*PAGE*

[start]

This tearful, feel-his-pain piece by MCN’s Kim Voynar is nothing short of disgusting. “I never found jokes about Jackson’s life funny while he was alive, and I find them even less funny in the wake of his death. This was a man who’d been used, abused and manipulated from the time he was just a little boy, chewed up and spit out for most of his adult life by the tabloid press, and it baffles me that anyone could find humor in the tragedy of his life and death.” Oh, by all means — let’s all cherish the memory of a ridiculously wealthy man who used the excuse of an abusive childhood to justify the most malignant famous-person behavior in history.
Assemble the ghosts of Abraham Lincoln, John Reed, Isadora Duncan, F. Scott Fitzgerald, Thomas Alva Edison, James Dean, Bix Biederbeck, Cary Grant, Chet Baker, Michelangelo Antonioni, Edgar Allan Poe, Jimi Hendrix, Lillian Hellman, Federico Fellini, Leland Hayward, Jack Paar, Che Guevara, Django Rinehart, Tallulah Bankhead, Andrew Wyeth, Buddy Holly, Ernest Hemingway, Amelia Earhart, Louise Bryant and Eugene O’Neil, and sit them down before a high-def LCD screen and show them how the news channels are all spraying shorts over the Jackson frenzy, and they’d all be weeping on their knees in a matter of minutes.
The public funeral for Jackson at LA’s Staples Center on Tuesday July 7th is going to be a huge Diane Arbus event, like nothing ever seen or imagined. A Multitude of Grotesques. If I could afford it I would fly the hell out of the country that day, just for the statement value.
In short, a social convulsion of this sort is embarassing and sickening. I don’t live in Michael Jackson nation — millions don’t — but there are so many other millions who are sipping the Kool-Aid right now that it seems as if the whole country has gone nuts. Because the media is paying so much attention to this middle- and lower-middle class movement, because they know that’s where the sales and ratings and page views are.

[end]

*SUPPLIED DATA*
[start]

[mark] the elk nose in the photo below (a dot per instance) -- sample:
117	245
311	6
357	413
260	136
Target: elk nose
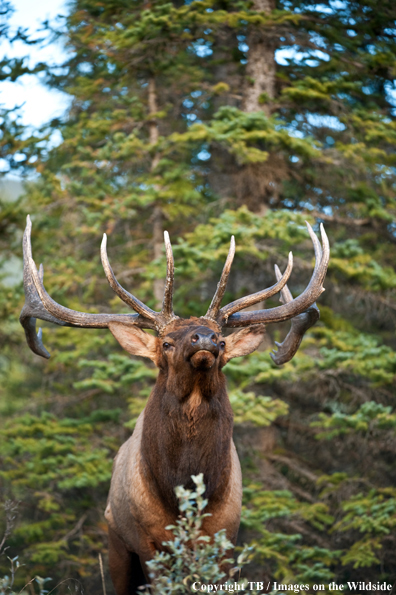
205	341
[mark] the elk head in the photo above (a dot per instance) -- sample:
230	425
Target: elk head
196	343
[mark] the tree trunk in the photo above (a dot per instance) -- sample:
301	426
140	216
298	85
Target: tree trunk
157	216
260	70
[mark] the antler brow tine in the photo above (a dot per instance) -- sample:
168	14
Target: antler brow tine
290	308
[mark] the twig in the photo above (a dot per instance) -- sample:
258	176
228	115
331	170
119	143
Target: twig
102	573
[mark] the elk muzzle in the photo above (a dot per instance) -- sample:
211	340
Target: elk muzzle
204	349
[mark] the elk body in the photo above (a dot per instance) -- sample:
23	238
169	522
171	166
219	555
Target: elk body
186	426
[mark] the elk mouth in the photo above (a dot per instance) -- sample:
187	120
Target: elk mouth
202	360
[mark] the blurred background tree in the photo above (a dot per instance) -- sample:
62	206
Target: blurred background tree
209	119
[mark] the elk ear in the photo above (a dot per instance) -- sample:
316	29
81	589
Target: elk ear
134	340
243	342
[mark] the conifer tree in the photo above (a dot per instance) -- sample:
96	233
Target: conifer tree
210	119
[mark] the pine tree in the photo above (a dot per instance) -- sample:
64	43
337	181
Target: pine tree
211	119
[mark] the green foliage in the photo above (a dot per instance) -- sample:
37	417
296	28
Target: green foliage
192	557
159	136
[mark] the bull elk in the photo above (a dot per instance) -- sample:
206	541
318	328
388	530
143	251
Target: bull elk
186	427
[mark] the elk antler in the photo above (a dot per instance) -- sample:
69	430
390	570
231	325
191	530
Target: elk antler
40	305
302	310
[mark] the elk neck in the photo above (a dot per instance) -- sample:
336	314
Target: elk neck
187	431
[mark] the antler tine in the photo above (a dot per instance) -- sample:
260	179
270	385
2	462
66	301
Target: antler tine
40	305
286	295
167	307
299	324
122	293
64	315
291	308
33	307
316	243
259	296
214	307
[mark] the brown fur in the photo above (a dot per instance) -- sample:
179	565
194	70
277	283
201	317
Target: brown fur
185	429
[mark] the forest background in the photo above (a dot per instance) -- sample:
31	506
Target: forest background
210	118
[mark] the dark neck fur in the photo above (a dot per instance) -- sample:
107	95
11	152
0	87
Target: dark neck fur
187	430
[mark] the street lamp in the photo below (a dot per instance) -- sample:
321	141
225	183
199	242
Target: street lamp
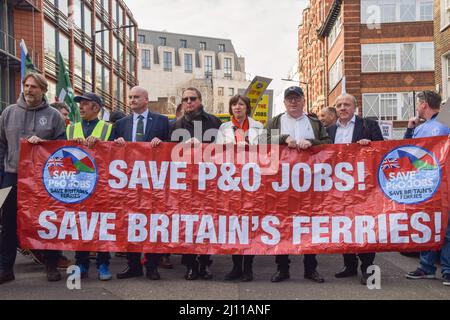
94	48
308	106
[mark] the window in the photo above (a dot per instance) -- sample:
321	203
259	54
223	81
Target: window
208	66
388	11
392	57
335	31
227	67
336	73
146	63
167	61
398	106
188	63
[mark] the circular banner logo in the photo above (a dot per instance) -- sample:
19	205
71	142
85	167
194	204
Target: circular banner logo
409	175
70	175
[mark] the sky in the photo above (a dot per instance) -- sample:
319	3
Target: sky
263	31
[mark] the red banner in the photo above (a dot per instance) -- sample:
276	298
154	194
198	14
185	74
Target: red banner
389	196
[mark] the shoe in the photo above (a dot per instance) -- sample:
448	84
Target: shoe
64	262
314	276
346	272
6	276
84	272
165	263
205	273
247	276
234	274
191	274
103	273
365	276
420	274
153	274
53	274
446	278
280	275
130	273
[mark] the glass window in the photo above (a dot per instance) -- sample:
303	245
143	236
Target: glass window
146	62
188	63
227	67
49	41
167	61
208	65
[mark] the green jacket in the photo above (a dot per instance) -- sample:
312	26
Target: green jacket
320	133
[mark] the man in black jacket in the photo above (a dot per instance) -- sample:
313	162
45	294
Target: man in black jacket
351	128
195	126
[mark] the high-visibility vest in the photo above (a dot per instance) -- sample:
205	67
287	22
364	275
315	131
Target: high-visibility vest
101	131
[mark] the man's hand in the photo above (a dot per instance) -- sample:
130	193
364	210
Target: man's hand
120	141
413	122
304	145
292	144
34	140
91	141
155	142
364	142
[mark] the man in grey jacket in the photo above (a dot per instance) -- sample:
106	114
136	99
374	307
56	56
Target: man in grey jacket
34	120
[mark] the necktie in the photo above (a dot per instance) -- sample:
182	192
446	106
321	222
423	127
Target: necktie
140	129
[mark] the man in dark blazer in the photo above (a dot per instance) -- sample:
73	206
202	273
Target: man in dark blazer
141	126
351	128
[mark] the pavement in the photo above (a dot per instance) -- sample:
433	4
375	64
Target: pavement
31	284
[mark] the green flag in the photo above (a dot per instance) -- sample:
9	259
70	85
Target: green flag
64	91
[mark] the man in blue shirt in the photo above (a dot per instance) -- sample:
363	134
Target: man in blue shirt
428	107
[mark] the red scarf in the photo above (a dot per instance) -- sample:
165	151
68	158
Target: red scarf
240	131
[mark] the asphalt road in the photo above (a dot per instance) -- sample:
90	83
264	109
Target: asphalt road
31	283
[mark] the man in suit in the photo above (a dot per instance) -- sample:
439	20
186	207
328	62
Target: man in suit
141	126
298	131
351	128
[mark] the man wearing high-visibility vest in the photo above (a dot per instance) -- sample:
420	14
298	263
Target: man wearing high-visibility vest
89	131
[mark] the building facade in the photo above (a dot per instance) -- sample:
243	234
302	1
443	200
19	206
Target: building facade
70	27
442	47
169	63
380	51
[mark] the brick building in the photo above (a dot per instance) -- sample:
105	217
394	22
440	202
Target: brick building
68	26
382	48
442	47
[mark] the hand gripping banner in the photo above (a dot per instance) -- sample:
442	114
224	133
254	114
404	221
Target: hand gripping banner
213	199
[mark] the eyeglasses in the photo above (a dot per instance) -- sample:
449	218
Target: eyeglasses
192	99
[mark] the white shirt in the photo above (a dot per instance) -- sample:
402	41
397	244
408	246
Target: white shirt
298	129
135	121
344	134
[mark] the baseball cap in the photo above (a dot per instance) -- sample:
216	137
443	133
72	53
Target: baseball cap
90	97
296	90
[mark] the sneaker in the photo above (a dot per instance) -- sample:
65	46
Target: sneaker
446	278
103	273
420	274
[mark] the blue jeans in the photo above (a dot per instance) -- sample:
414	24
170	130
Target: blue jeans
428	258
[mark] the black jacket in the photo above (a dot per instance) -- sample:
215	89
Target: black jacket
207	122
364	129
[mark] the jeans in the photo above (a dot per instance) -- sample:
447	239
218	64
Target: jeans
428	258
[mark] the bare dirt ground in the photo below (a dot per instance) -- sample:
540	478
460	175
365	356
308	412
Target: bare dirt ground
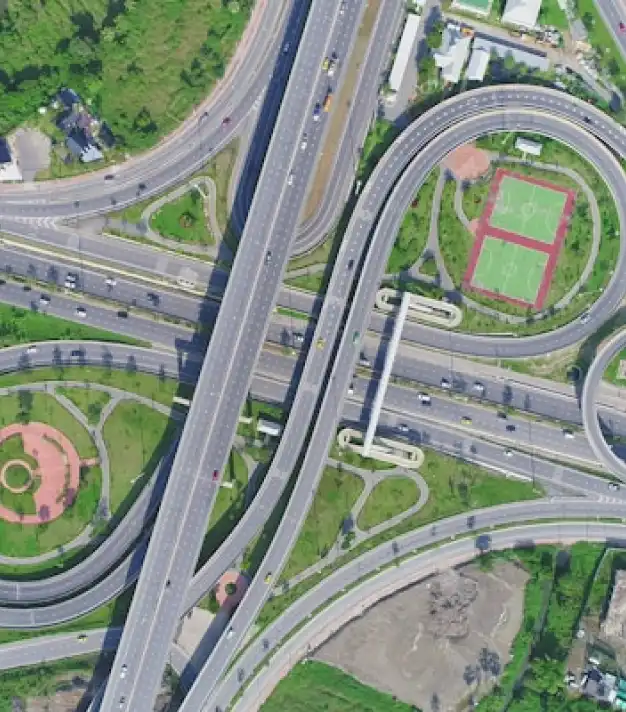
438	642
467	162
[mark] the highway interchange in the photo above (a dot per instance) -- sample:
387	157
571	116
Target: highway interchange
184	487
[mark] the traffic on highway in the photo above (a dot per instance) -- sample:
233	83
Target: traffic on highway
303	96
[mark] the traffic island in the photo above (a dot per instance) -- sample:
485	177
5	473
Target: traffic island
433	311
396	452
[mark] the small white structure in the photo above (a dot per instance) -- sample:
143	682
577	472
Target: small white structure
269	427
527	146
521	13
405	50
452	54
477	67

[end]

*PARTS OF THE EXERCISE*
1 > Based on the piece about the Jackson media frenzy, decide whether each statement agrees with it. Answer yes or no for each, and quote the deciding words. (a) The public funeral is set for LA's Staples Center. (b) The writer lives in Michael Jackson nation. (c) The writer would leave the country on the funeral day if it were affordable.
2 > Locate every line of the listing that contains the string "road", and copy each of those lines.

*RESULTS OF THE EXERCISE*
1 >
(a) Yes: "The public funeral for Jackson at LA’s Staples Center on Tuesday July 7th"
(b) No: "I don’t live in Michael Jackson nation"
(c) Yes: "If I could afford it I would fly the hell out of the country that day"

2 >
[mark] the asphalt road in the photo above (a dot per instance) -- sample:
Target: asphalt road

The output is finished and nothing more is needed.